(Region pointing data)
══════

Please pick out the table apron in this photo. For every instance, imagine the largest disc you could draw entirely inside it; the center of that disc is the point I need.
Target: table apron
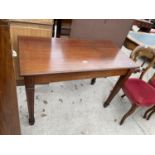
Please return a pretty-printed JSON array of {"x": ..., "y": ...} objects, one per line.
[{"x": 42, "y": 79}]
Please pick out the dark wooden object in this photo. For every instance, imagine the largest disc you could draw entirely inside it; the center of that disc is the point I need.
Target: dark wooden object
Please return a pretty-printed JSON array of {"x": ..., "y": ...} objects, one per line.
[
  {"x": 67, "y": 59},
  {"x": 9, "y": 117}
]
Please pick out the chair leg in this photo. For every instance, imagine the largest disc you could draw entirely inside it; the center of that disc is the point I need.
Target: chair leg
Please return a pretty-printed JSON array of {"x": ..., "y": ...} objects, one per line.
[
  {"x": 132, "y": 109},
  {"x": 146, "y": 113},
  {"x": 148, "y": 117},
  {"x": 93, "y": 81},
  {"x": 123, "y": 96}
]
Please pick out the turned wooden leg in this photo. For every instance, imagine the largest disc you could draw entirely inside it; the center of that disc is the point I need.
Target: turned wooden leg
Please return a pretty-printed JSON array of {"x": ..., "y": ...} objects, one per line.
[
  {"x": 117, "y": 87},
  {"x": 132, "y": 109},
  {"x": 146, "y": 113},
  {"x": 150, "y": 114},
  {"x": 29, "y": 86},
  {"x": 93, "y": 81},
  {"x": 123, "y": 96}
]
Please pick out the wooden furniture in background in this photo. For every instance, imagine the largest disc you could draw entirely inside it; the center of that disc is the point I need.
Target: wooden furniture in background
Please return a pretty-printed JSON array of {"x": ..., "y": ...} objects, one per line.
[
  {"x": 28, "y": 27},
  {"x": 115, "y": 30},
  {"x": 62, "y": 27},
  {"x": 68, "y": 59},
  {"x": 135, "y": 39},
  {"x": 151, "y": 110},
  {"x": 143, "y": 24},
  {"x": 9, "y": 117}
]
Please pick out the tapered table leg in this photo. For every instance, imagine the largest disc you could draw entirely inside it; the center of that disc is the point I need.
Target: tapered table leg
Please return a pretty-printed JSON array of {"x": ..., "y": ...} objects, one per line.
[
  {"x": 117, "y": 87},
  {"x": 29, "y": 86}
]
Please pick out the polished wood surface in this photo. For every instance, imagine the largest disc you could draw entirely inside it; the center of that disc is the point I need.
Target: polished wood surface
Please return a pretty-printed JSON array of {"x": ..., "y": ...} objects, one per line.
[
  {"x": 27, "y": 27},
  {"x": 9, "y": 117},
  {"x": 40, "y": 56},
  {"x": 44, "y": 60}
]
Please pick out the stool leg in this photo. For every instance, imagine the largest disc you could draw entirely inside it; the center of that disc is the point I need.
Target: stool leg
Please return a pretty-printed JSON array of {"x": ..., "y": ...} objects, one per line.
[
  {"x": 146, "y": 113},
  {"x": 93, "y": 81},
  {"x": 132, "y": 109},
  {"x": 153, "y": 111},
  {"x": 123, "y": 96}
]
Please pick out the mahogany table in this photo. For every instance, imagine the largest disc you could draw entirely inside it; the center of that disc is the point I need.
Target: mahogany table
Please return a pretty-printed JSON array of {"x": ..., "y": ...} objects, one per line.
[{"x": 44, "y": 60}]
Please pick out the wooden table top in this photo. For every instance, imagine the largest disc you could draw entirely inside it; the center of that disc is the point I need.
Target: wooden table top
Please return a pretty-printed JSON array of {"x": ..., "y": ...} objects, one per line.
[
  {"x": 41, "y": 56},
  {"x": 142, "y": 38}
]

══════

### About this task
The line containing "Target: wooden table top" and every line after it, through the last one above, should be written out word for word.

### Solution below
Target: wooden table top
Please return a pretty-printed JSON array of {"x": ..., "y": ...} objects, one per line.
[
  {"x": 41, "y": 56},
  {"x": 142, "y": 38}
]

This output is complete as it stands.